- Problem to solve -
Copy every line of the listing below verbatim, but omit the pictures from your answer.

Stored data entries:

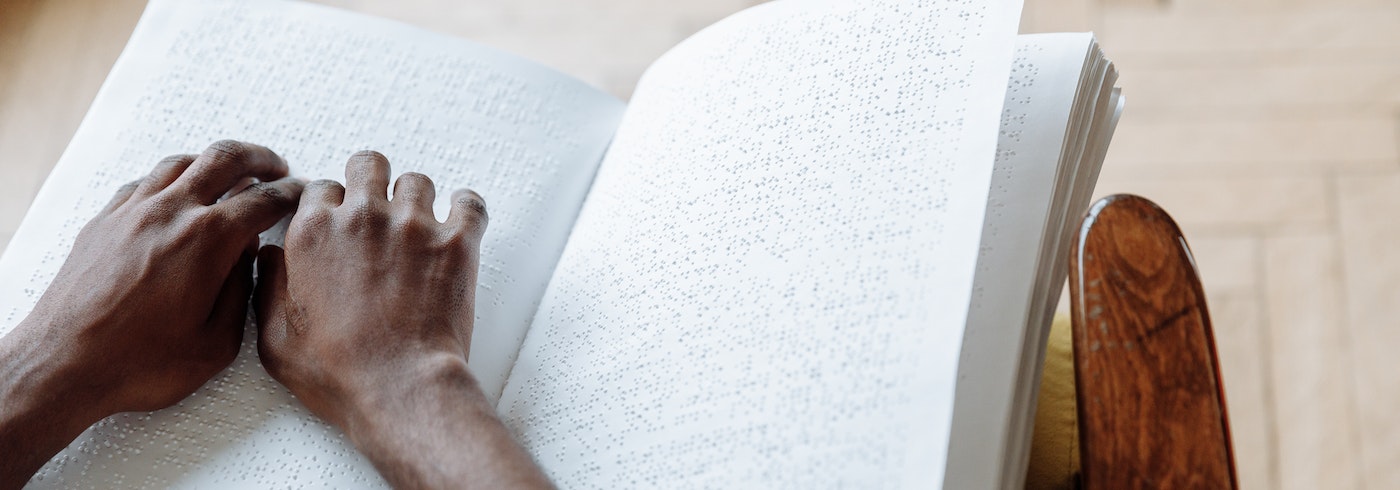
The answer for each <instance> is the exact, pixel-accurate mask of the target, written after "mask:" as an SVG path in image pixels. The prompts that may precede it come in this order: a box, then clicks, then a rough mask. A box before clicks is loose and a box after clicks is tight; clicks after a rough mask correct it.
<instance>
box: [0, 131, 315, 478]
mask: <svg viewBox="0 0 1400 490" xmlns="http://www.w3.org/2000/svg"><path fill="white" fill-rule="evenodd" d="M251 179H256V181H260V182H258V183H252V185H249V182H251ZM244 186H246V188H244ZM301 188H302V183H301V182H300V181H297V179H291V178H287V164H286V162H284V161H283V160H281V158H280V157H277V155H276V154H274V153H272V150H267V148H263V147H259V146H253V144H246V143H238V141H218V143H214V144H213V146H210V147H209V148H207V150H204V153H203V154H200V155H175V157H169V158H165V160H162V161H161V162H160V164H157V165H155V168H154V169H153V171H151V172H150V175H147V176H146V178H143V179H140V181H137V182H132V183H129V185H126V186H123V188H122V189H119V190H118V192H116V196H115V197H112V200H111V203H109V204H106V207H105V209H102V210H101V211H99V213H98V216H97V217H94V218H92V221H90V223H88V224H87V225H85V227H84V228H83V231H81V232H78V235H77V238H76V241H74V244H73V251H71V253H70V255H69V258H67V260H66V262H64V263H63V266H62V267H60V269H59V273H57V274H56V276H55V279H53V281H52V283H50V286H49V288H48V290H46V291H45V293H43V295H42V297H41V298H39V302H38V304H36V305H35V308H34V311H32V312H31V314H29V316H27V318H25V319H24V321H22V322H21V323H20V325H18V326H17V328H15V329H14V332H11V333H10V335H7V336H6V337H3V339H0V405H3V409H0V416H3V417H0V454H6V455H7V456H4V458H0V459H6V461H7V462H8V463H4V465H0V466H3V468H0V469H3V472H4V475H0V476H3V479H0V483H6V482H13V477H17V476H22V477H24V479H28V475H32V470H35V469H38V466H34V465H32V461H31V459H34V458H36V456H42V459H38V463H39V465H42V462H43V461H48V456H50V455H52V454H53V452H56V451H57V449H60V448H62V447H63V445H66V444H67V441H70V440H71V438H73V437H77V433H81V430H84V428H87V426H90V424H92V423H95V421H97V420H101V419H102V417H106V416H109V414H113V413H118V412H136V410H143V412H144V410H157V409H162V407H167V406H171V405H174V403H175V402H179V400H181V399H183V398H185V396H188V395H190V393H192V392H193V391H195V389H197V388H199V386H202V385H203V384H204V382H206V381H209V378H211V377H213V375H214V374H217V372H218V371H221V370H223V368H224V367H227V365H228V364H230V363H231V361H232V360H234V357H235V356H237V354H238V347H239V343H241V339H242V329H244V321H245V318H246V315H248V300H249V297H251V294H252V290H253V279H252V266H253V256H255V252H256V246H258V234H259V232H262V231H263V230H266V228H269V227H272V225H273V224H276V223H277V221H279V220H280V218H281V217H284V216H287V213H290V211H293V210H294V209H295V204H297V200H298V197H300V196H301ZM225 196H227V199H223V200H220V199H221V197H225ZM35 423H39V424H41V426H42V427H43V430H49V431H52V434H48V435H50V437H59V435H63V434H69V435H67V438H66V440H63V441H60V442H62V444H60V445H57V447H56V448H52V449H53V451H52V452H45V451H32V449H35V448H34V447H32V444H35V442H38V441H39V440H45V441H46V438H45V437H39V435H38V434H35V433H38V431H39V430H41V426H35ZM25 428H27V430H31V431H29V433H22V434H18V435H17V433H15V430H25ZM74 430H76V433H74ZM15 437H20V438H21V441H20V442H22V444H29V445H22V444H20V442H17V441H15ZM59 438H62V437H59ZM6 449H15V451H6ZM20 449H24V451H20ZM20 452H24V454H25V458H11V455H15V454H20ZM31 456H34V458H31ZM21 459H22V461H21ZM27 462H29V463H31V465H28V466H34V468H32V469H29V473H27V475H20V473H22V470H17V468H22V466H27ZM20 482H21V483H22V480H20Z"/></svg>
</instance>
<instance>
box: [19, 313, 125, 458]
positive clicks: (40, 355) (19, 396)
mask: <svg viewBox="0 0 1400 490" xmlns="http://www.w3.org/2000/svg"><path fill="white" fill-rule="evenodd" d="M56 329H62V326H57V325H52V323H43V322H32V321H31V319H25V321H24V322H21V323H20V325H18V326H15V329H14V330H13V332H10V333H8V335H6V336H4V337H0V399H4V400H6V403H4V410H3V412H4V416H6V417H8V416H10V414H21V413H42V414H46V417H48V419H49V423H60V421H64V423H67V424H71V426H80V427H81V428H87V426H91V424H94V423H97V421H98V420H102V419H104V417H106V416H109V414H112V413H115V410H108V409H106V406H108V405H111V403H108V402H109V400H108V399H109V398H111V396H109V393H108V391H109V388H108V386H106V384H104V382H101V381H99V379H98V377H97V375H95V374H94V372H92V371H94V370H92V368H91V367H90V363H84V354H83V353H80V351H78V350H77V349H76V347H74V346H73V344H70V343H69V342H64V340H63V339H57V337H55V336H53V335H52V333H55V330H56ZM78 431H80V433H81V430H78Z"/></svg>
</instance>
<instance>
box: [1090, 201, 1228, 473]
mask: <svg viewBox="0 0 1400 490" xmlns="http://www.w3.org/2000/svg"><path fill="white" fill-rule="evenodd" d="M1070 298H1071V316H1072V336H1074V374H1075V396H1077V406H1078V420H1079V421H1078V427H1079V463H1081V480H1079V482H1081V484H1082V487H1085V489H1236V487H1239V483H1238V479H1236V476H1235V458H1233V448H1232V445H1231V435H1229V417H1228V414H1226V410H1225V392H1224V388H1222V384H1221V377H1219V361H1218V360H1217V356H1215V337H1214V333H1212V332H1211V321H1210V315H1208V312H1207V309H1205V294H1204V293H1203V290H1201V281H1200V279H1198V277H1197V272H1196V263H1194V259H1193V258H1191V252H1190V248H1187V245H1186V238H1183V237H1182V231H1180V228H1177V225H1176V223H1175V221H1172V218H1170V216H1168V214H1166V211H1163V210H1162V209H1161V207H1158V206H1156V204H1154V203H1152V202H1149V200H1147V199H1142V197H1138V196H1130V195H1117V196H1109V197H1105V199H1102V200H1099V202H1098V203H1095V204H1093V206H1092V207H1091V209H1089V213H1088V216H1086V217H1085V218H1084V224H1082V227H1081V230H1079V235H1078V238H1077V242H1075V245H1074V248H1072V256H1071V259H1070Z"/></svg>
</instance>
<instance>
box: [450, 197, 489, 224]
mask: <svg viewBox="0 0 1400 490" xmlns="http://www.w3.org/2000/svg"><path fill="white" fill-rule="evenodd" d="M452 204H454V206H456V207H458V209H462V210H463V211H468V214H475V216H479V217H482V218H483V220H484V218H486V217H487V214H486V200H484V199H482V196H479V195H477V193H475V192H463V193H459V195H458V196H456V199H454V202H452Z"/></svg>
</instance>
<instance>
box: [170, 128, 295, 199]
mask: <svg viewBox="0 0 1400 490" xmlns="http://www.w3.org/2000/svg"><path fill="white" fill-rule="evenodd" d="M248 176H251V178H255V179H259V181H263V182H270V181H276V179H280V178H284V176H287V162H286V161H283V160H281V157H279V155H277V154H276V153H273V151H272V150H267V148H265V147H260V146H256V144H252V143H242V141H234V140H223V141H217V143H214V144H210V146H209V148H206V150H204V153H202V154H199V157H197V158H195V161H193V162H190V165H189V169H186V171H185V174H182V175H181V176H179V179H176V181H175V183H172V185H171V189H179V190H183V192H189V193H190V195H193V196H195V199H197V200H199V202H200V203H203V204H206V206H207V204H213V203H214V202H216V200H218V197H220V196H223V195H224V193H228V190H230V189H232V188H234V185H237V183H238V181H241V179H244V178H248Z"/></svg>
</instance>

- Solution to this task -
The answer for each <instance> is the exact, pixel-accurate mask of the target, written after "mask:" as an SVG path in image pixels. The prompts that may precede it come in this order: a box, then clicks, then a rough mask. A box before clicks is loose and a box after clicks is tight; clicks after a rough mask correct it.
<instance>
box: [0, 131, 315, 478]
mask: <svg viewBox="0 0 1400 490" xmlns="http://www.w3.org/2000/svg"><path fill="white" fill-rule="evenodd" d="M251 179H256V181H260V182H258V183H252V185H249V182H251ZM244 186H246V188H244ZM301 188H302V183H301V182H300V181H297V179H291V178H287V164H286V162H284V161H283V160H281V158H280V157H277V155H276V154H274V153H272V150H267V148H263V147H259V146H253V144H246V143H238V141H218V143H214V144H213V146H210V147H209V148H207V150H204V153H203V154H200V155H175V157H169V158H165V160H162V161H161V162H160V164H157V165H155V168H154V169H153V171H151V172H150V175H147V176H146V178H143V179H140V181H137V182H132V183H129V185H126V186H123V188H122V189H119V190H118V192H116V196H115V197H112V200H111V203H109V204H106V207H105V209H102V210H101V211H99V213H98V216H97V217H94V218H92V221H90V223H88V224H87V225H85V227H84V228H83V231H81V232H78V235H77V238H76V241H74V244H73V251H71V253H70V255H69V258H67V260H66V262H64V263H63V266H62V267H60V269H59V273H57V274H56V276H55V279H53V281H52V283H50V286H49V288H48V290H46V291H45V293H43V295H42V297H41V298H39V302H38V304H36V305H35V308H34V311H32V312H31V314H29V316H27V318H25V319H24V321H22V322H21V323H20V325H18V326H17V328H15V329H14V332H11V333H10V335H7V336H6V337H3V339H0V405H3V409H0V416H3V417H0V454H6V455H7V456H4V458H0V459H6V461H7V462H8V463H4V465H0V466H3V468H0V469H3V472H4V475H0V476H3V479H0V483H6V482H13V477H17V476H22V477H24V479H28V475H32V470H35V469H38V466H34V465H32V461H31V459H34V458H36V456H42V459H38V463H39V465H42V462H43V461H48V456H50V455H52V454H53V452H56V451H57V449H60V448H62V447H63V445H66V444H67V441H70V440H71V438H73V437H77V433H81V430H84V428H87V426H90V424H92V423H95V421H97V420H101V419H102V417H106V416H109V414H113V413H118V412H136V410H143V412H144V410H157V409H162V407H167V406H171V405H174V403H175V402H179V400H181V399H183V398H185V396H188V395H190V393H192V392H193V391H195V389H197V388H199V386H202V385H203V384H204V382H206V381H209V378H211V377H213V375H214V374H217V372H218V371H221V370H223V368H224V367H227V365H228V364H230V363H231V361H232V360H234V357H235V356H237V354H238V347H239V343H241V339H242V329H244V321H245V318H246V315H248V300H249V297H251V294H252V290H253V279H252V266H253V256H255V252H256V246H258V234H259V232H262V231H263V230H266V228H269V227H272V225H273V224H276V223H277V221H279V220H280V218H281V217H284V216H287V213H290V211H293V210H294V209H295V204H297V200H298V197H300V196H301ZM225 196H227V199H223V200H220V199H221V197H225ZM35 423H39V424H41V426H42V427H43V430H49V431H52V434H48V435H50V437H59V435H63V434H69V435H67V438H66V440H63V441H60V442H62V444H60V445H57V447H56V448H52V449H53V451H52V452H45V451H32V449H35V448H34V447H32V444H35V442H38V441H39V440H45V441H46V438H45V437H39V435H38V434H35V433H38V431H39V430H41V426H35ZM25 428H27V430H31V431H29V433H22V434H18V435H17V433H15V430H25ZM74 430H76V433H74ZM15 437H20V438H21V441H20V442H22V444H29V445H22V444H20V442H17V441H15ZM59 438H62V437H59ZM6 449H15V451H6ZM20 449H24V451H20ZM20 452H24V454H25V458H11V455H15V454H20ZM31 456H34V458H31ZM21 459H22V461H21ZM27 462H29V463H31V465H28V466H34V468H32V469H29V473H27V475H20V473H22V470H17V468H22V466H27ZM20 482H21V483H22V480H20Z"/></svg>
</instance>
<instance>
box: [19, 313, 125, 458]
positive clicks: (40, 355) (19, 396)
mask: <svg viewBox="0 0 1400 490" xmlns="http://www.w3.org/2000/svg"><path fill="white" fill-rule="evenodd" d="M56 329H62V326H57V325H52V323H43V322H32V321H31V319H25V321H24V322H21V323H20V325H18V326H15V329H14V330H13V332H10V333H8V335H6V336H4V337H0V399H4V400H6V403H4V410H3V412H4V416H6V417H8V416H10V414H21V413H42V414H46V417H48V419H49V423H60V421H64V423H67V424H71V426H80V427H81V428H87V426H91V424H94V423H97V421H98V420H102V419H104V417H106V416H109V414H112V413H115V410H108V409H106V406H108V405H111V403H108V402H109V400H108V399H109V398H111V396H109V393H108V391H109V388H108V386H106V384H104V382H101V381H99V379H98V377H97V375H95V374H94V372H92V371H94V370H92V368H91V367H90V363H84V354H83V353H80V351H78V350H77V349H76V347H74V346H73V344H70V343H69V342H64V340H63V339H57V337H55V336H53V335H52V333H55V330H56ZM78 431H80V433H81V430H78Z"/></svg>
</instance>
<instance>
box: [1090, 201, 1228, 473]
mask: <svg viewBox="0 0 1400 490" xmlns="http://www.w3.org/2000/svg"><path fill="white" fill-rule="evenodd" d="M1070 298H1071V316H1072V336H1074V374H1075V396H1077V406H1078V420H1079V421H1078V427H1079V463H1081V480H1079V482H1081V484H1082V487H1085V489H1236V487H1239V483H1238V479H1236V476H1235V458H1233V448H1232V445H1231V435H1229V417H1228V414H1226V410H1225V392H1224V388H1222V384H1221V377H1219V361H1218V360H1217V356H1215V337H1214V333H1212V332H1211V321H1210V315H1208V312H1207V309H1205V294H1204V293H1203V290H1201V281H1200V279H1198V277H1197V272H1196V263H1194V259H1193V258H1191V252H1190V248H1187V245H1186V238H1183V237H1182V231H1180V228H1177V225H1176V223H1175V221H1172V218H1170V216H1168V214H1166V211H1163V210H1162V209H1161V207H1158V206H1156V204H1154V203H1152V202H1149V200H1147V199H1142V197H1138V196H1130V195H1117V196H1109V197H1105V199H1102V200H1099V202H1098V203H1095V204H1093V206H1092V207H1091V209H1089V213H1088V216H1086V217H1085V218H1084V224H1082V227H1081V230H1079V235H1078V238H1077V242H1075V245H1074V248H1072V256H1071V259H1070Z"/></svg>
</instance>
<instance>
box: [450, 197, 489, 224]
mask: <svg viewBox="0 0 1400 490" xmlns="http://www.w3.org/2000/svg"><path fill="white" fill-rule="evenodd" d="M452 204H454V206H456V207H458V209H462V210H463V211H468V214H475V216H479V217H482V218H483V220H484V218H486V217H487V214H486V200H484V199H482V196H479V195H477V193H475V192H463V193H459V195H458V196H456V199H454V202H452Z"/></svg>
</instance>
<instance>
box: [170, 128, 295, 199]
mask: <svg viewBox="0 0 1400 490" xmlns="http://www.w3.org/2000/svg"><path fill="white" fill-rule="evenodd" d="M248 176H251V178H255V179H259V181H263V182H270V181H276V179H280V178H284V176H287V162H286V161H283V160H281V157H279V155H277V154H276V153H273V151H272V150H267V148H265V147H260V146H256V144H252V143H242V141H234V140H223V141H217V143H214V144H210V146H209V148H206V150H204V153H202V154H199V157H197V158H195V161H193V162H190V165H189V169H186V171H185V174H182V175H181V176H179V179H176V181H175V183H172V185H171V189H179V190H183V192H189V193H190V195H193V196H195V199H197V200H199V202H200V203H203V204H206V206H207V204H213V203H214V202H216V200H218V197H220V196H223V195H224V193H228V190H230V189H232V188H234V185H237V183H238V181H241V179H244V178H248Z"/></svg>
</instance>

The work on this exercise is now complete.